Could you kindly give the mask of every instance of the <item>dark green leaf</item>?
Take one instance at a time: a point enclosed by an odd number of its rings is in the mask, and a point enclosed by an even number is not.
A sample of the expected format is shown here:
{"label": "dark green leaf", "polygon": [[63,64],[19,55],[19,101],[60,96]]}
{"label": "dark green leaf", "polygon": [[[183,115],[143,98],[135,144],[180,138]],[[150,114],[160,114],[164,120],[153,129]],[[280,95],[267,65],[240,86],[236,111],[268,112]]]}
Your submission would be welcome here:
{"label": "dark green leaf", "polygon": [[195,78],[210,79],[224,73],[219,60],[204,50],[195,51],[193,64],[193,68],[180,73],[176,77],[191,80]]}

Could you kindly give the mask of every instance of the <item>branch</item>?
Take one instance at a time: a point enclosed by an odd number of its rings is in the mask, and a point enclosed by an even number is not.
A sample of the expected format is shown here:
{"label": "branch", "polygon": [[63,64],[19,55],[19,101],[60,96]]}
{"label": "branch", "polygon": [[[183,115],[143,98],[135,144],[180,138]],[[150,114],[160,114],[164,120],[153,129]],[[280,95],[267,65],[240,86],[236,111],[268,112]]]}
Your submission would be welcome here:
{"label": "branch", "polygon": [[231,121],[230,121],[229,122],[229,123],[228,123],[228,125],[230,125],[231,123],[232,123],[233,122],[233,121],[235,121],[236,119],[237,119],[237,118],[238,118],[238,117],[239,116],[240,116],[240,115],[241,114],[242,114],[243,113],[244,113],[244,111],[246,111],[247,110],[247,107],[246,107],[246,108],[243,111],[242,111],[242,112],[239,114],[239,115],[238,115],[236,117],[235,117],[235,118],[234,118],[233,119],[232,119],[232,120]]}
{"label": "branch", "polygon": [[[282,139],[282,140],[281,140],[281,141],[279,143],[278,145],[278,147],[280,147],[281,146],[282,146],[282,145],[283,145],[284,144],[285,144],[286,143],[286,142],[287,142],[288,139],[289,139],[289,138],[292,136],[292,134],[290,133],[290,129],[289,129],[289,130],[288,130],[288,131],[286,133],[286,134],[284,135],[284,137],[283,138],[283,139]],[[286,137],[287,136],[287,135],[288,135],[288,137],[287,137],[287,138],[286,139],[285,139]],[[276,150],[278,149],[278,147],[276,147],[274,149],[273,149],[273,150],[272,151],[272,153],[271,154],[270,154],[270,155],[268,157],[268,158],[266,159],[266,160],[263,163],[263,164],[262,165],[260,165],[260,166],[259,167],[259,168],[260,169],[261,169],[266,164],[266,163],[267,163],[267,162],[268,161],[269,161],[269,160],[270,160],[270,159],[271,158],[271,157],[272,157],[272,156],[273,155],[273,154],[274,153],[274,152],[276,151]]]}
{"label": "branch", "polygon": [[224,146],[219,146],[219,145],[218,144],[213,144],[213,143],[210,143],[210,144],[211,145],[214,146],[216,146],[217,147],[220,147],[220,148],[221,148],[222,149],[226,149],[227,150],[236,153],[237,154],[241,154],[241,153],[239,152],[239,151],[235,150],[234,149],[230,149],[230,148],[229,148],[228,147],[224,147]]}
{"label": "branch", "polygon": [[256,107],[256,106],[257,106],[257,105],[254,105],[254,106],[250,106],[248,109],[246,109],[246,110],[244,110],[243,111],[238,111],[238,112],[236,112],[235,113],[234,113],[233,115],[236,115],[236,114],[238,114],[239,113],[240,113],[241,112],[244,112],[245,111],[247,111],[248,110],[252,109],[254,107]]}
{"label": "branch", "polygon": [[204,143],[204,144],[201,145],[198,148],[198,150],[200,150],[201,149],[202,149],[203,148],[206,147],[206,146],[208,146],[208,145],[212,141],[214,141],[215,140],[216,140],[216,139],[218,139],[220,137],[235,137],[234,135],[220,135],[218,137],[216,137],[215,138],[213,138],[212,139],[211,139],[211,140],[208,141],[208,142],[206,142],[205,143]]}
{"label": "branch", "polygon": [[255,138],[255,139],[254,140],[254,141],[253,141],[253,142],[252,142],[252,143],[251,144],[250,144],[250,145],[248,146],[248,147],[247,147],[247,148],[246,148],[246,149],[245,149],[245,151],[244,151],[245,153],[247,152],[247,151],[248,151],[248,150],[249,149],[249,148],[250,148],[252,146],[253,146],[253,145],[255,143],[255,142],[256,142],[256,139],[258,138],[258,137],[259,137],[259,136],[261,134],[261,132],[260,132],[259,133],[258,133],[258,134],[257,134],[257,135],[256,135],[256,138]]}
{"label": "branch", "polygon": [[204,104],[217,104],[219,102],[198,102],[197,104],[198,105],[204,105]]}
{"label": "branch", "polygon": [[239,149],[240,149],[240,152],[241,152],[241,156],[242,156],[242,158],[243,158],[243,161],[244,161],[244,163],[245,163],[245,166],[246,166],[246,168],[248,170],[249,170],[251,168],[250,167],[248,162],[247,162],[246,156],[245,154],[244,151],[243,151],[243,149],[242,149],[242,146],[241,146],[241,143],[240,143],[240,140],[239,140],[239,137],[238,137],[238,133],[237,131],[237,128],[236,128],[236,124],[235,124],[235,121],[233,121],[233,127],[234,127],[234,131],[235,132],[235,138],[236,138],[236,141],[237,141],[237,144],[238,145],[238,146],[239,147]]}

## To do
Print the whole listing again, exactly.

## Output of the exercise
Could you kindly give the mask of every instance of the <item>dark green leaf</item>?
Take one instance at a time: a point enclosed by an odd number of its rings is in the mask, and a point enclosed by an even number is not.
A sample of the expected format is shown here:
{"label": "dark green leaf", "polygon": [[63,64],[19,55],[19,101],[60,96]]}
{"label": "dark green leaf", "polygon": [[[183,115],[143,98],[135,144],[180,138]],[[150,114],[160,114],[164,120],[153,129]],[[280,95],[267,65],[240,86],[236,111],[268,112]]]}
Your submission would be welcome here:
{"label": "dark green leaf", "polygon": [[195,78],[210,79],[224,73],[219,60],[204,50],[195,51],[193,64],[193,68],[180,73],[176,77],[191,80]]}

Could you kindly give the mask of every instance of the <item>branch</item>?
Take one instance at a time: a point enclosed by an odd number of its rings is in the mask, and a point enclosed by an even number is not.
A sample of the expected format is shown here:
{"label": "branch", "polygon": [[63,64],[19,55],[19,101],[60,96]]}
{"label": "branch", "polygon": [[[183,115],[143,98],[135,144],[180,138]],[[150,114],[160,114],[164,120],[153,129]],[[280,95],[267,65],[240,86],[236,111],[268,112]]]}
Your submission would be welcome here:
{"label": "branch", "polygon": [[231,121],[230,121],[229,122],[229,123],[228,123],[228,125],[230,125],[231,123],[232,123],[233,122],[233,121],[235,121],[236,119],[237,119],[237,118],[238,118],[238,117],[239,116],[240,116],[240,115],[241,114],[242,114],[243,113],[244,113],[244,111],[246,111],[247,110],[247,107],[246,107],[246,108],[243,111],[242,111],[242,112],[239,114],[239,115],[238,115],[236,117],[235,117],[235,118],[234,118],[233,119],[232,119],[232,120]]}
{"label": "branch", "polygon": [[[282,139],[282,140],[281,140],[281,141],[279,143],[278,145],[278,147],[280,147],[281,146],[282,146],[282,145],[283,145],[284,144],[285,144],[286,143],[286,142],[287,142],[288,139],[289,139],[289,138],[292,136],[292,134],[290,133],[290,129],[289,129],[289,130],[288,130],[288,131],[286,133],[286,134],[284,135],[284,137],[283,138],[283,139]],[[286,137],[287,136],[287,135],[288,135],[288,137],[287,137],[287,138],[286,139],[285,139]],[[276,150],[278,149],[278,147],[276,147],[274,149],[273,149],[273,150],[272,151],[272,153],[271,154],[270,154],[270,155],[268,157],[268,158],[266,159],[266,160],[263,163],[263,164],[262,165],[260,165],[260,166],[259,167],[259,168],[260,169],[261,169],[266,164],[266,163],[267,163],[267,162],[268,161],[269,161],[269,160],[270,160],[270,159],[271,158],[271,157],[272,157],[272,156],[273,155],[273,154],[274,153],[274,152],[276,151]]]}
{"label": "branch", "polygon": [[224,146],[219,146],[219,145],[218,144],[213,144],[213,143],[210,143],[210,144],[211,145],[214,146],[216,146],[217,147],[220,147],[220,148],[221,148],[222,149],[226,149],[227,150],[236,153],[237,154],[241,154],[241,153],[239,152],[239,151],[235,150],[234,149],[230,149],[230,148],[229,148],[228,147],[224,147]]}
{"label": "branch", "polygon": [[256,107],[256,106],[257,106],[257,105],[254,105],[254,106],[250,106],[248,109],[246,109],[246,110],[244,110],[243,111],[238,111],[238,112],[236,112],[235,113],[234,113],[233,115],[236,115],[236,114],[238,114],[239,113],[240,113],[241,112],[244,112],[245,111],[247,111],[248,110],[252,109],[254,107]]}
{"label": "branch", "polygon": [[204,143],[204,144],[201,145],[198,148],[198,150],[200,150],[201,149],[202,149],[203,148],[206,147],[206,146],[208,146],[208,145],[212,141],[214,141],[215,140],[216,140],[216,139],[218,139],[220,137],[235,137],[234,135],[220,135],[218,137],[216,137],[215,138],[213,138],[212,139],[211,139],[211,140],[208,141],[208,142],[206,142],[205,143]]}
{"label": "branch", "polygon": [[255,138],[255,139],[254,140],[254,141],[253,141],[253,142],[252,142],[252,143],[251,144],[250,144],[250,145],[248,146],[248,147],[247,147],[247,148],[246,148],[246,149],[245,149],[245,151],[244,151],[245,153],[247,152],[247,151],[248,151],[248,150],[249,149],[249,148],[250,148],[252,146],[253,146],[253,145],[255,143],[255,142],[256,142],[256,139],[258,138],[258,137],[259,137],[259,136],[261,134],[261,132],[260,132],[259,133],[258,133],[258,134],[257,134],[257,135],[256,135],[256,138]]}
{"label": "branch", "polygon": [[204,104],[217,104],[219,102],[198,102],[197,104],[198,105],[204,105]]}
{"label": "branch", "polygon": [[239,149],[240,149],[240,152],[241,152],[241,156],[242,156],[242,158],[243,158],[243,161],[244,161],[244,163],[245,163],[245,166],[246,166],[246,168],[248,170],[249,170],[251,168],[250,167],[248,162],[247,162],[246,156],[245,154],[244,151],[243,151],[243,149],[242,149],[242,146],[241,146],[241,143],[240,143],[240,140],[239,140],[239,137],[238,137],[238,133],[237,131],[237,128],[236,128],[236,124],[235,124],[235,121],[233,121],[233,127],[234,127],[234,131],[235,132],[235,138],[236,138],[236,141],[237,141],[237,144],[238,145],[238,146],[239,147]]}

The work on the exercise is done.